#### Records shown
* * * * * * * * *

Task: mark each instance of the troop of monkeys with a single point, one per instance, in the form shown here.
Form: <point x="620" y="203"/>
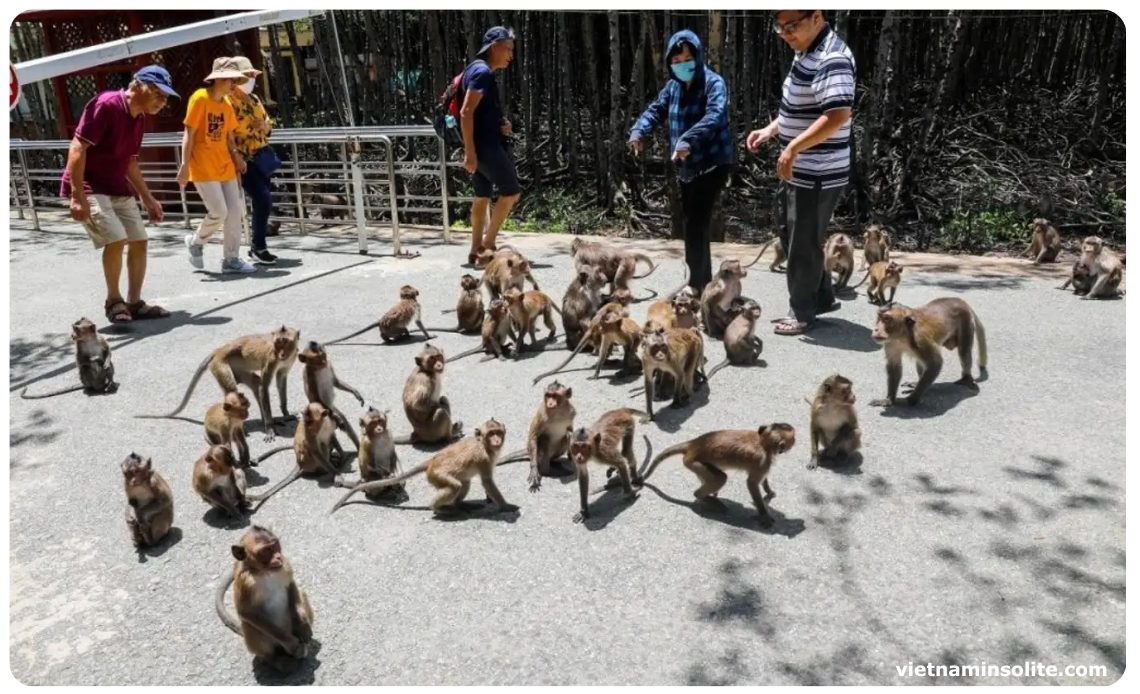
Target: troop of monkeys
<point x="274" y="615"/>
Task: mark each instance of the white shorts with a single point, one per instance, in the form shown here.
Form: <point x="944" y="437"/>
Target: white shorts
<point x="114" y="219"/>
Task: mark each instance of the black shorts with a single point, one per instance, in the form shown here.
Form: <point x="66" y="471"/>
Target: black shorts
<point x="495" y="170"/>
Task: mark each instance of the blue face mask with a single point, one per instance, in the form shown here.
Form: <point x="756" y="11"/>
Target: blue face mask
<point x="684" y="71"/>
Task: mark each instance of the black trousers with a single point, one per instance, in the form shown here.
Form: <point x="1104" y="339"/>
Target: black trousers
<point x="698" y="197"/>
<point x="805" y="214"/>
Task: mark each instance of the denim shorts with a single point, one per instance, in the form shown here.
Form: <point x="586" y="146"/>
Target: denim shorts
<point x="495" y="170"/>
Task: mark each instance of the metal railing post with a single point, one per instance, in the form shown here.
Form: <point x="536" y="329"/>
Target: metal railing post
<point x="442" y="188"/>
<point x="31" y="196"/>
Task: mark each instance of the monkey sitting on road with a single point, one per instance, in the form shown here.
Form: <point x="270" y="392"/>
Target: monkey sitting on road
<point x="922" y="333"/>
<point x="835" y="423"/>
<point x="1045" y="244"/>
<point x="220" y="482"/>
<point x="225" y="425"/>
<point x="92" y="357"/>
<point x="452" y="471"/>
<point x="610" y="442"/>
<point x="151" y="503"/>
<point x="751" y="451"/>
<point x="276" y="619"/>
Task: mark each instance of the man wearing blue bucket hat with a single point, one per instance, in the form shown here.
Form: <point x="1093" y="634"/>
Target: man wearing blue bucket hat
<point x="485" y="130"/>
<point x="103" y="177"/>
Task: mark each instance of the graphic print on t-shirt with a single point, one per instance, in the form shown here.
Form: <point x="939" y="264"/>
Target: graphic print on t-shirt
<point x="214" y="125"/>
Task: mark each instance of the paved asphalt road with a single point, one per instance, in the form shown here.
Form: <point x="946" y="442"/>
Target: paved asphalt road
<point x="976" y="529"/>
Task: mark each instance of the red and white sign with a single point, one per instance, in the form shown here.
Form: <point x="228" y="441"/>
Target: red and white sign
<point x="13" y="88"/>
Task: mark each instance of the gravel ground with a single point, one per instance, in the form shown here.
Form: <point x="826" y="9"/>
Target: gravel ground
<point x="974" y="529"/>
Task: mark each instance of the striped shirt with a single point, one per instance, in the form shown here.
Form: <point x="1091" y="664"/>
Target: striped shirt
<point x="820" y="80"/>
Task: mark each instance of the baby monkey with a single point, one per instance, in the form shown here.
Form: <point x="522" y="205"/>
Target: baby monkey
<point x="151" y="503"/>
<point x="92" y="357"/>
<point x="276" y="619"/>
<point x="884" y="276"/>
<point x="754" y="452"/>
<point x="835" y="423"/>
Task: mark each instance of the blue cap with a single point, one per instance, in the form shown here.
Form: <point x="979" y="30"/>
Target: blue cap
<point x="495" y="33"/>
<point x="159" y="76"/>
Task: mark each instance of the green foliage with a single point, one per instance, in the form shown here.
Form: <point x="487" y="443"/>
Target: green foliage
<point x="979" y="231"/>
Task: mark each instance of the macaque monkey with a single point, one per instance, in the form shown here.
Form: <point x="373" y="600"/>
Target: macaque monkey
<point x="839" y="258"/>
<point x="276" y="619"/>
<point x="835" y="422"/>
<point x="876" y="245"/>
<point x="225" y="424"/>
<point x="524" y="311"/>
<point x="1045" y="244"/>
<point x="92" y="358"/>
<point x="469" y="307"/>
<point x="220" y="482"/>
<point x="676" y="351"/>
<point x="424" y="405"/>
<point x="497" y="332"/>
<point x="548" y="437"/>
<point x="253" y="361"/>
<point x="1081" y="279"/>
<point x="922" y="333"/>
<point x="393" y="325"/>
<point x="618" y="264"/>
<point x="718" y="294"/>
<point x="376" y="457"/>
<point x="709" y="455"/>
<point x="610" y="442"/>
<point x="151" y="503"/>
<point x="312" y="448"/>
<point x="741" y="344"/>
<point x="884" y="276"/>
<point x="1104" y="268"/>
<point x="452" y="470"/>
<point x="580" y="302"/>
<point x="320" y="384"/>
<point x="781" y="255"/>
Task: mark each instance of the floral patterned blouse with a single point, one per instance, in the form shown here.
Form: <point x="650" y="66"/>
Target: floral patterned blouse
<point x="250" y="140"/>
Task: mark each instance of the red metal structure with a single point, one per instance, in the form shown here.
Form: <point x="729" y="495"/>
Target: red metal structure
<point x="67" y="30"/>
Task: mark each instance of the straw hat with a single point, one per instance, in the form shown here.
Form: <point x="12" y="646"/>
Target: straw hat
<point x="245" y="67"/>
<point x="227" y="68"/>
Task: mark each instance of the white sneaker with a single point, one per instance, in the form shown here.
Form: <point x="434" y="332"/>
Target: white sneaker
<point x="195" y="252"/>
<point x="236" y="264"/>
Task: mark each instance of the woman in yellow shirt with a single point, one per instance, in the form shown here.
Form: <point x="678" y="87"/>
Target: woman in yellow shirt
<point x="211" y="161"/>
<point x="252" y="139"/>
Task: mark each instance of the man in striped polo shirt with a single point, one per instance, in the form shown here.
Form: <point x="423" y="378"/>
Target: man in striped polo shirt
<point x="814" y="127"/>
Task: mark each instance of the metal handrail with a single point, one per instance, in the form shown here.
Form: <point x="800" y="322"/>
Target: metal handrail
<point x="351" y="169"/>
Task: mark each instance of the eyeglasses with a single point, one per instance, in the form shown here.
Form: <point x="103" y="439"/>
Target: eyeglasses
<point x="789" y="27"/>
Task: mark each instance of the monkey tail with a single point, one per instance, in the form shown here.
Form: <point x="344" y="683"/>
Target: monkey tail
<point x="982" y="341"/>
<point x="518" y="456"/>
<point x="24" y="394"/>
<point x="186" y="398"/>
<point x="360" y="332"/>
<point x="227" y="619"/>
<point x="760" y="254"/>
<point x="673" y="450"/>
<point x="380" y="484"/>
<point x="274" y="451"/>
<point x="638" y="256"/>
<point x="718" y="367"/>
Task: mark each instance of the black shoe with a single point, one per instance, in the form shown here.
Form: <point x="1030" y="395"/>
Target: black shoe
<point x="262" y="256"/>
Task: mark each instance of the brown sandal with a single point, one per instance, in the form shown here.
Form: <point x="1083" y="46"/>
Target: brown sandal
<point x="143" y="310"/>
<point x="117" y="311"/>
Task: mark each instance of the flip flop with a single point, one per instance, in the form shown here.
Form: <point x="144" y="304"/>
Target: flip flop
<point x="141" y="310"/>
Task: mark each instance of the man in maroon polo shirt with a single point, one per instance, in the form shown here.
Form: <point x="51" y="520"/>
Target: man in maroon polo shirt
<point x="102" y="178"/>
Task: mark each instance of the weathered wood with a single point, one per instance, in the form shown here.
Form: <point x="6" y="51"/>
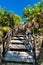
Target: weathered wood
<point x="18" y="38"/>
<point x="17" y="41"/>
<point x="20" y="47"/>
<point x="19" y="35"/>
<point x="19" y="56"/>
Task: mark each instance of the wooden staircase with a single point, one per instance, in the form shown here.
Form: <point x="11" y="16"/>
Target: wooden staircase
<point x="19" y="51"/>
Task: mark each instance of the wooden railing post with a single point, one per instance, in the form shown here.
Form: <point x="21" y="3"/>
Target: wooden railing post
<point x="3" y="48"/>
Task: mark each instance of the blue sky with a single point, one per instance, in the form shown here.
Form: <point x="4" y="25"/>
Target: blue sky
<point x="17" y="6"/>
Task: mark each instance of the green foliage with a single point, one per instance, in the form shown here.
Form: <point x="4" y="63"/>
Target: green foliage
<point x="34" y="15"/>
<point x="8" y="20"/>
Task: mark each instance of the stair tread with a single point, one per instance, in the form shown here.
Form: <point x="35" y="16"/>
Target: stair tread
<point x="19" y="46"/>
<point x="22" y="38"/>
<point x="18" y="41"/>
<point x="19" y="56"/>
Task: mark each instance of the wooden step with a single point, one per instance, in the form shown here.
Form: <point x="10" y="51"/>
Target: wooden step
<point x="19" y="41"/>
<point x="20" y="47"/>
<point x="19" y="35"/>
<point x="18" y="56"/>
<point x="18" y="38"/>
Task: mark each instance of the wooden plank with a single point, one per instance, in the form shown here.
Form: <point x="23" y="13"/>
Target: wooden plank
<point x="19" y="35"/>
<point x="18" y="41"/>
<point x="18" y="38"/>
<point x="19" y="56"/>
<point x="20" y="47"/>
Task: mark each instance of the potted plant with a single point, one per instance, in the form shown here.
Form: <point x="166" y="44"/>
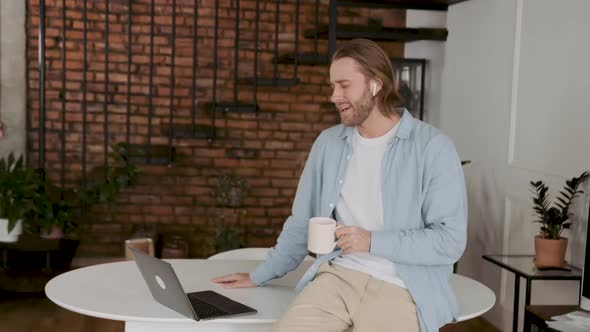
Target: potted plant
<point x="231" y="190"/>
<point x="52" y="214"/>
<point x="18" y="186"/>
<point x="550" y="246"/>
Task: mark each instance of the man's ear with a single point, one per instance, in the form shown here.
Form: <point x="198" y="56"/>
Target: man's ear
<point x="375" y="87"/>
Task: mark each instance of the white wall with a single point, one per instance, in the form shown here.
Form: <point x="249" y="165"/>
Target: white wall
<point x="12" y="76"/>
<point x="515" y="101"/>
<point x="434" y="53"/>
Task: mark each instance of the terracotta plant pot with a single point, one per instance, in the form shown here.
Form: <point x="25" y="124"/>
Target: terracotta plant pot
<point x="550" y="252"/>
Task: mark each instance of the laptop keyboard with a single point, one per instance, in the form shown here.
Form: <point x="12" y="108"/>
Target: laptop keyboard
<point x="204" y="309"/>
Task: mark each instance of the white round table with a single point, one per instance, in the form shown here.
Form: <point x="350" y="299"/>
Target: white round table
<point x="117" y="291"/>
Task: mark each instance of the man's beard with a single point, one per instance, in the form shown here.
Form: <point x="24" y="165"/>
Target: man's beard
<point x="359" y="111"/>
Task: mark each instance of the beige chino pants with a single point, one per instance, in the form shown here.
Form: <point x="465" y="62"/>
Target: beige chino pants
<point x="341" y="299"/>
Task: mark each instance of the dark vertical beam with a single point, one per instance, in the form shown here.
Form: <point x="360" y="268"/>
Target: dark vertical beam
<point x="84" y="86"/>
<point x="256" y="31"/>
<point x="317" y="27"/>
<point x="62" y="134"/>
<point x="41" y="83"/>
<point x="105" y="103"/>
<point x="276" y="55"/>
<point x="129" y="59"/>
<point x="295" y="70"/>
<point x="215" y="42"/>
<point x="332" y="15"/>
<point x="195" y="64"/>
<point x="172" y="81"/>
<point x="236" y="56"/>
<point x="422" y="84"/>
<point x="151" y="79"/>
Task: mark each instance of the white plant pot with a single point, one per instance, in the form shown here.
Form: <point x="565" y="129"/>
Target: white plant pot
<point x="5" y="236"/>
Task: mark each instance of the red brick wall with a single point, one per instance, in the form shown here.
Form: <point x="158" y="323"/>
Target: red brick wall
<point x="268" y="148"/>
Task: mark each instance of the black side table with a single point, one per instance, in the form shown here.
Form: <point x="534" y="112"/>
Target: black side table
<point x="523" y="266"/>
<point x="536" y="315"/>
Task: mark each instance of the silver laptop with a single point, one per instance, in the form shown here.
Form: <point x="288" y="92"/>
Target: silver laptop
<point x="166" y="289"/>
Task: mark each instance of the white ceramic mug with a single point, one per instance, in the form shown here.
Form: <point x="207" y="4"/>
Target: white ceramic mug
<point x="321" y="236"/>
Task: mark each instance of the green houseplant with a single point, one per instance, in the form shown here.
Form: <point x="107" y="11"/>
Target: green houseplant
<point x="550" y="246"/>
<point x="229" y="194"/>
<point x="19" y="184"/>
<point x="53" y="215"/>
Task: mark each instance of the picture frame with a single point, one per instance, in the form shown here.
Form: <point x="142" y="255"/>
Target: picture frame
<point x="410" y="76"/>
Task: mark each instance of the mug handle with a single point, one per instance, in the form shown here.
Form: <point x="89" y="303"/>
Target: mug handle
<point x="336" y="241"/>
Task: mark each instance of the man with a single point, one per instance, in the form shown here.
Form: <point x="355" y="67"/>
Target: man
<point x="397" y="186"/>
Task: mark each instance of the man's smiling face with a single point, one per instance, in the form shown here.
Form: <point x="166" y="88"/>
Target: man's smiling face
<point x="351" y="94"/>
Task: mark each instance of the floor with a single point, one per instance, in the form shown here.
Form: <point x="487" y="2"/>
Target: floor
<point x="34" y="313"/>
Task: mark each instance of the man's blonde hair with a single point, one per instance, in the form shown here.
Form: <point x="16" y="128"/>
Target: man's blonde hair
<point x="373" y="63"/>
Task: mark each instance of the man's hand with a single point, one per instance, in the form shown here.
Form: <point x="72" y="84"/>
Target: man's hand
<point x="236" y="280"/>
<point x="353" y="239"/>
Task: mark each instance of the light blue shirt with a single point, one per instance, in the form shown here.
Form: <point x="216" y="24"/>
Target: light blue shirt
<point x="424" y="213"/>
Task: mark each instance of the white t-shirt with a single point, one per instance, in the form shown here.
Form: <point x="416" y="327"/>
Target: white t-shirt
<point x="361" y="203"/>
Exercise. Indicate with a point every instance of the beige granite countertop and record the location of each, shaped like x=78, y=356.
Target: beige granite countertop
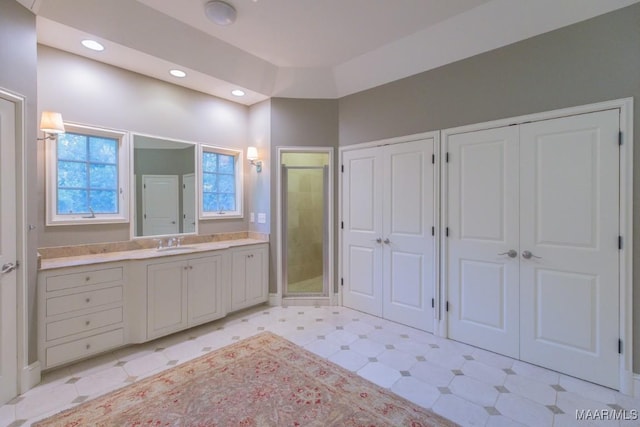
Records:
x=140, y=254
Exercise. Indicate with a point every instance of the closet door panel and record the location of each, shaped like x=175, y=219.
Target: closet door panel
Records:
x=361, y=238
x=409, y=247
x=482, y=197
x=569, y=223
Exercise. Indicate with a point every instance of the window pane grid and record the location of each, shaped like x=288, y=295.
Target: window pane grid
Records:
x=87, y=170
x=219, y=186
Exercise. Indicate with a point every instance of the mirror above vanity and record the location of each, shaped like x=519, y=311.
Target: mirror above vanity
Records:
x=164, y=184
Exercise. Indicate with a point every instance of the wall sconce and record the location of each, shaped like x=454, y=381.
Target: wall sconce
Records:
x=51, y=124
x=252, y=156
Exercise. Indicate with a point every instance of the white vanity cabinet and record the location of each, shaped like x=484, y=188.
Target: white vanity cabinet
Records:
x=249, y=276
x=80, y=312
x=89, y=309
x=183, y=293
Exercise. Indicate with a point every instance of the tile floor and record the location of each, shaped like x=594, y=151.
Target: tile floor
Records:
x=470, y=386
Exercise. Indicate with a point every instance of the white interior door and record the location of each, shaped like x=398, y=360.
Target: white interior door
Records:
x=8, y=319
x=482, y=273
x=189, y=203
x=362, y=235
x=160, y=204
x=408, y=218
x=569, y=198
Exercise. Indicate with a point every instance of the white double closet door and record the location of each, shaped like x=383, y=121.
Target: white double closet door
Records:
x=532, y=252
x=388, y=250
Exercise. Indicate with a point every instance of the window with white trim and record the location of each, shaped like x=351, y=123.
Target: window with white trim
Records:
x=220, y=183
x=88, y=176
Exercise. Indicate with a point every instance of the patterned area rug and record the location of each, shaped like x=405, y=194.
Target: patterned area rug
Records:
x=264, y=380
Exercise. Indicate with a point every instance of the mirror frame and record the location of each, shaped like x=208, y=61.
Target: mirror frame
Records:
x=132, y=185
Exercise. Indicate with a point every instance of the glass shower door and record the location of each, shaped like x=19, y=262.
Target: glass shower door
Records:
x=305, y=230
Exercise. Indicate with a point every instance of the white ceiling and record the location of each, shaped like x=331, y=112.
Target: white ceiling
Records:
x=299, y=48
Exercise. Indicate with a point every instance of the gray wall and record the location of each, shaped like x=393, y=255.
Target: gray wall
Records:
x=18, y=57
x=592, y=61
x=308, y=123
x=93, y=93
x=260, y=137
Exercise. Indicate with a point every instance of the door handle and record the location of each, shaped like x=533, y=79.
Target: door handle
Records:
x=512, y=253
x=529, y=255
x=8, y=268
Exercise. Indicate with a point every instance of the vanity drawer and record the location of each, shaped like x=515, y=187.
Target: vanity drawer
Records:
x=85, y=323
x=84, y=347
x=92, y=277
x=79, y=301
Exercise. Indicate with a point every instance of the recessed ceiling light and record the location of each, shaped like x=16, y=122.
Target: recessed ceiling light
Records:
x=220, y=12
x=93, y=45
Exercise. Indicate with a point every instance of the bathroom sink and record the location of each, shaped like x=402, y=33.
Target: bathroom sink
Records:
x=174, y=248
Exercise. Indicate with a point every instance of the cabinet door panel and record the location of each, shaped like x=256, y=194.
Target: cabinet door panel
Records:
x=249, y=272
x=205, y=299
x=166, y=298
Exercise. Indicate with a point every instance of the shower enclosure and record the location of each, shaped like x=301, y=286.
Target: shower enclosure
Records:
x=305, y=181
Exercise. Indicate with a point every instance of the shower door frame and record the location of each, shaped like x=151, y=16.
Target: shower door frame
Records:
x=280, y=232
x=285, y=232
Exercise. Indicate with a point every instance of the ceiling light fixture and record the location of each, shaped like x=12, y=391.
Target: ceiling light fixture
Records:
x=93, y=45
x=220, y=12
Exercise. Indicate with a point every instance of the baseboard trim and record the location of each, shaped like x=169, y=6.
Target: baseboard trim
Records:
x=275, y=300
x=30, y=376
x=635, y=392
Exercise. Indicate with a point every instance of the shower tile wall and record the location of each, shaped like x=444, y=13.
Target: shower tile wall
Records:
x=304, y=215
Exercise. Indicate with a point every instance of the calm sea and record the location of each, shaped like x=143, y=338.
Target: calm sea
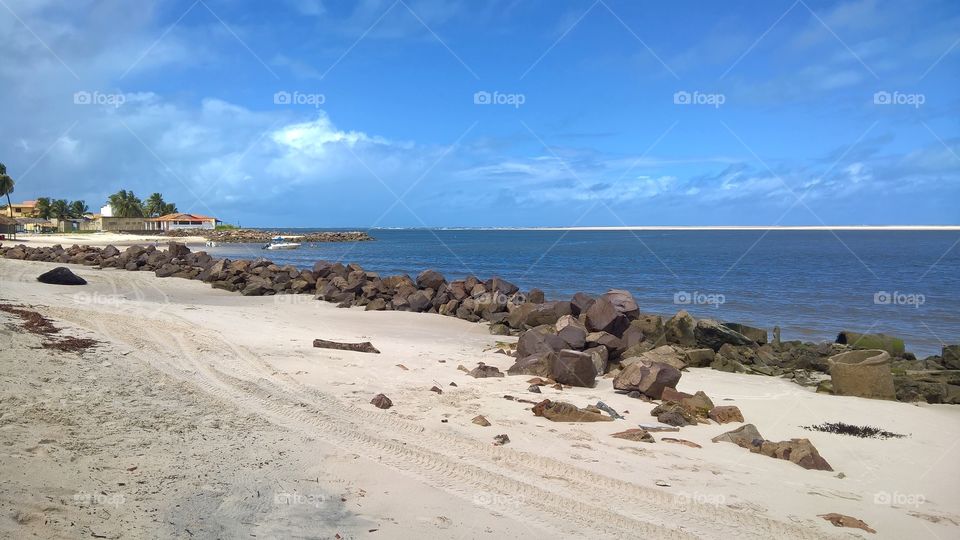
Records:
x=811, y=283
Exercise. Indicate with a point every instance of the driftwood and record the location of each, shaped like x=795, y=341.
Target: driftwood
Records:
x=366, y=346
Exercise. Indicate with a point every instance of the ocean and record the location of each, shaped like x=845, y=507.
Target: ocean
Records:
x=811, y=283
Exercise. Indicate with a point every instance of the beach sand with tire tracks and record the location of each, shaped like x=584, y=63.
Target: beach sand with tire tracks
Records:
x=207, y=414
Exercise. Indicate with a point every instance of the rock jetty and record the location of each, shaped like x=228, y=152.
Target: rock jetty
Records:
x=255, y=236
x=572, y=342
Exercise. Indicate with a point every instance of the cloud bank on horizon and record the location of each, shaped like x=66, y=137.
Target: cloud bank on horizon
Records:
x=503, y=113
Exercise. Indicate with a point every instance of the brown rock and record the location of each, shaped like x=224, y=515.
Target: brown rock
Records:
x=725, y=414
x=636, y=435
x=381, y=401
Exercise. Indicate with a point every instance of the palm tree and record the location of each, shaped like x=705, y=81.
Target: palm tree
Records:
x=125, y=204
x=60, y=209
x=43, y=207
x=6, y=187
x=78, y=209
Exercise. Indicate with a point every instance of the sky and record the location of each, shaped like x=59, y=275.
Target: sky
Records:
x=417, y=113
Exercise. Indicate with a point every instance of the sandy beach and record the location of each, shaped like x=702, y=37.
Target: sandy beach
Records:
x=203, y=413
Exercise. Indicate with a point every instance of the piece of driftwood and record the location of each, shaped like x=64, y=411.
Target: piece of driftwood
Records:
x=366, y=346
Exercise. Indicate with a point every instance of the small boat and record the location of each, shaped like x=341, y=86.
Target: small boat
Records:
x=278, y=242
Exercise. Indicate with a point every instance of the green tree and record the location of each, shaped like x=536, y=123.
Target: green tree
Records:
x=6, y=187
x=78, y=209
x=43, y=207
x=60, y=209
x=155, y=206
x=125, y=204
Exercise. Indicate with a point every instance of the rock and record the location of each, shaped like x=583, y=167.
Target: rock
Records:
x=840, y=520
x=799, y=451
x=381, y=401
x=647, y=378
x=744, y=436
x=483, y=371
x=61, y=275
x=580, y=303
x=951, y=356
x=539, y=364
x=679, y=329
x=603, y=316
x=600, y=357
x=862, y=373
x=574, y=368
x=636, y=435
x=481, y=421
x=499, y=329
x=623, y=301
x=430, y=279
x=758, y=335
x=571, y=331
x=539, y=339
x=725, y=414
x=665, y=354
x=892, y=345
x=698, y=357
x=561, y=411
x=712, y=334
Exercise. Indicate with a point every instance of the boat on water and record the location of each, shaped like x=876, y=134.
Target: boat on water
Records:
x=279, y=242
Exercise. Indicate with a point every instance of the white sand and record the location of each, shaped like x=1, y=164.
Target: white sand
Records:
x=226, y=408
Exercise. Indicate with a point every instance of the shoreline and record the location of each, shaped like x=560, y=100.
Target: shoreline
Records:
x=254, y=353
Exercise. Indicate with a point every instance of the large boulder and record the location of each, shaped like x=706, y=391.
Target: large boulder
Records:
x=603, y=316
x=649, y=378
x=665, y=354
x=862, y=373
x=679, y=329
x=574, y=368
x=539, y=339
x=61, y=275
x=571, y=331
x=539, y=364
x=710, y=333
x=624, y=302
x=756, y=334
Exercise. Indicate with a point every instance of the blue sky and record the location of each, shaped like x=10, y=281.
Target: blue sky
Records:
x=602, y=113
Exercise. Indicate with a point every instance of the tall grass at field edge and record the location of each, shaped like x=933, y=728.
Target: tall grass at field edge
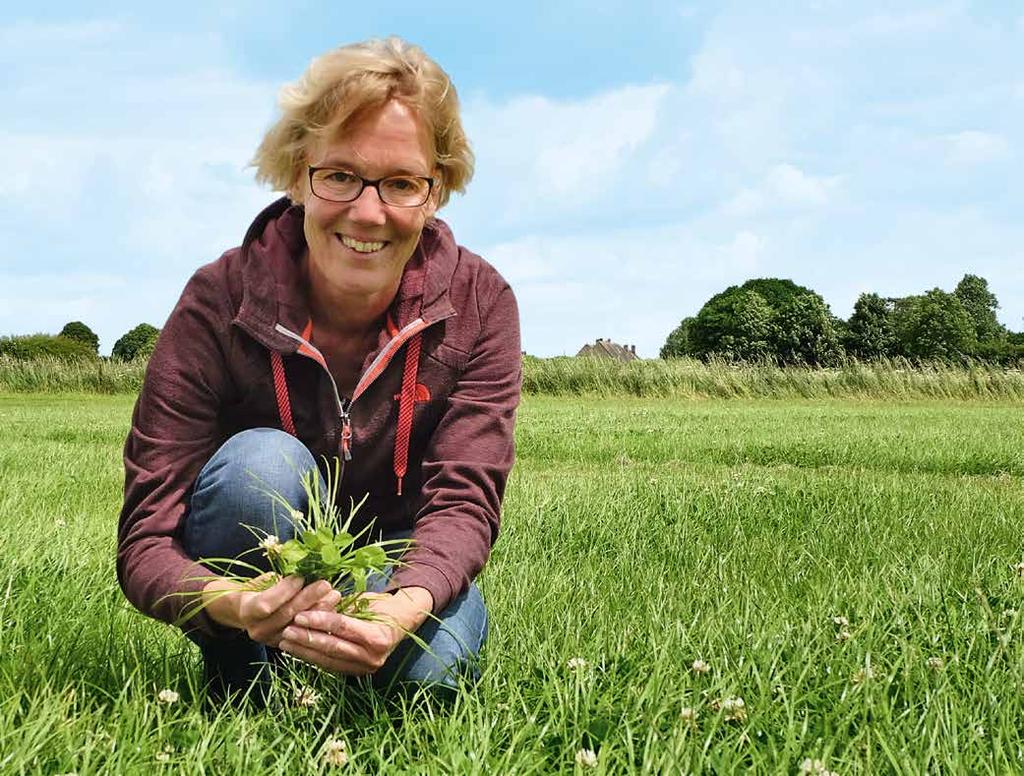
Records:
x=683, y=378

* * * * * * * * *

#### The problem
Leave out the pictures and repeat exactly the lines from the first line of the data through the line containing "Task: mark each instance of the black trousers". Add nothing else.

#### Response area
Task: mark each instance of the troop of monkeys with a single point, one per instance, in the form shown here.
Form: <point x="620" y="203"/>
Target: troop of monkeys
<point x="274" y="615"/>
Task: mark each instance of the white shorts with a single point, one per instance, in the form shown here.
Form: <point x="944" y="437"/>
Target: white shorts
<point x="114" y="219"/>
Task: mark each instance of the black shorts with a single point, one per instance, in the form shown here.
Form: <point x="66" y="471"/>
Target: black shorts
<point x="495" y="170"/>
Task: mark each instance of the blue face mask with a single point, one per instance, in the form shown here.
Form: <point x="756" y="11"/>
Target: blue face mask
<point x="684" y="71"/>
Task: mark each instance of the black trousers with a single point, one per instance, in the form shown here.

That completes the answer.